Every line of the material has to be retyped exactly.

——

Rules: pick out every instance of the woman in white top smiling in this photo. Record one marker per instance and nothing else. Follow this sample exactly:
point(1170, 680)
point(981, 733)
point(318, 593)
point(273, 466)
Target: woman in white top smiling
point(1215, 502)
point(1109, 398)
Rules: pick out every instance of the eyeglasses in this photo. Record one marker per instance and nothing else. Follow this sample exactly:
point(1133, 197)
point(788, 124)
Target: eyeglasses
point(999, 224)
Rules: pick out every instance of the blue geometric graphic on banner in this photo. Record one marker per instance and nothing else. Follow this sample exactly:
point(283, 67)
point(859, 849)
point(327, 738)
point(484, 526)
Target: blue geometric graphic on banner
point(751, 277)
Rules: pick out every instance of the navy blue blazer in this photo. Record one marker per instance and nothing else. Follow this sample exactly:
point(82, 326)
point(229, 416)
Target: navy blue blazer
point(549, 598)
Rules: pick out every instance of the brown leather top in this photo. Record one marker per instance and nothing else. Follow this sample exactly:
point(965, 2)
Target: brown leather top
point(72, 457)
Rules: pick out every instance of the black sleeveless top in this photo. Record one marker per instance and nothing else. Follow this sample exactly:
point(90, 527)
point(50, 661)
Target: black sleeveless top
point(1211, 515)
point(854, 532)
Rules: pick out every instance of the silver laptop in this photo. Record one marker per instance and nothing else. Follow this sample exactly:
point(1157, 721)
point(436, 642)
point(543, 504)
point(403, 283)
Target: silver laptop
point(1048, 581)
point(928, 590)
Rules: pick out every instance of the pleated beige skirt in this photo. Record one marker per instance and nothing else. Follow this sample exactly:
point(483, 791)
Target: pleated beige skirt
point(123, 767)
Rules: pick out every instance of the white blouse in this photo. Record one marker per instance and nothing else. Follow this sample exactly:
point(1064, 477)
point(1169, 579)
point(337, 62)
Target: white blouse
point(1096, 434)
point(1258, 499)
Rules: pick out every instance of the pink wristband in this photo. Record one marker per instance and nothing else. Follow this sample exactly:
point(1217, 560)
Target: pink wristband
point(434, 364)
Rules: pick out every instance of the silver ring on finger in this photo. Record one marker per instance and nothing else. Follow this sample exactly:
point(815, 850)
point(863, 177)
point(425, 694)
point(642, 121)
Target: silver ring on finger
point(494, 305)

——

RESPONSE TO THE TASK —
Rules: pick out every instance of the woman in white top smiling in this photo. Record one marker per instance and nothing else. Follow this sample exactly:
point(1170, 680)
point(981, 733)
point(318, 593)
point(273, 466)
Target: woman in white top smiling
point(1215, 502)
point(1109, 398)
Rules: pick out every instance of the eyeglasses in this photo. Record one marker per instance and nothing else. Follow this sample exactly:
point(1133, 197)
point(788, 124)
Target: eyeglasses
point(999, 224)
Rules: pick out every instance of the blue geometric graphic on banner in this photo. Record one marker per instance and nothing else. Follow this sample exactly:
point(283, 67)
point(859, 849)
point(327, 738)
point(484, 526)
Target: blue geometric graphic on banner
point(751, 277)
Rules: pick out every instance of the navy blue blazer in this photo. Record one marker per instance and nothing else. Follow this sample exactly:
point(82, 326)
point(229, 416)
Target: navy blue blazer
point(549, 598)
Rules: pick out every instance of the brown leather top in this photo. Record one marker per instance and nothing else. Follow this sample exactly:
point(965, 2)
Target: brown leather top
point(72, 457)
Rules: pick out every instance of the black sleeveless top in this photo. Record one marker per instance and nothing else. Follow this sample exactly:
point(90, 527)
point(50, 661)
Target: black sleeveless top
point(1211, 515)
point(854, 532)
Rules: pick out every instance of the silver laptop in this photo. Record one marker per instance and nothing else. Follow this sample exactly:
point(1157, 721)
point(436, 642)
point(543, 504)
point(403, 283)
Target: silver laptop
point(1048, 581)
point(928, 590)
Rules: pick out every instance of the pleated beige skirt in this photo. Record one marker per instance and nothing else. Follow this sample exactly:
point(483, 791)
Target: pleated beige skirt
point(123, 767)
Rules: pick out every instance of the white blouse in this photo. Record one marker per instance and nothing else. Follow this sample exactly:
point(1064, 477)
point(1169, 579)
point(337, 62)
Target: white blouse
point(1096, 434)
point(1258, 499)
Rules: pick out every instance of the pink wristband in this photo. Record one marker per instance and nothing else. Follow this sample exactly:
point(1217, 560)
Target: pink wristband
point(434, 364)
Rules: pick out every instance of the silver ring on finger in this photo. Record one marker per instance and nothing else. Follow this sample exactly:
point(815, 850)
point(863, 177)
point(425, 694)
point(642, 121)
Target: silver ring on finger
point(494, 305)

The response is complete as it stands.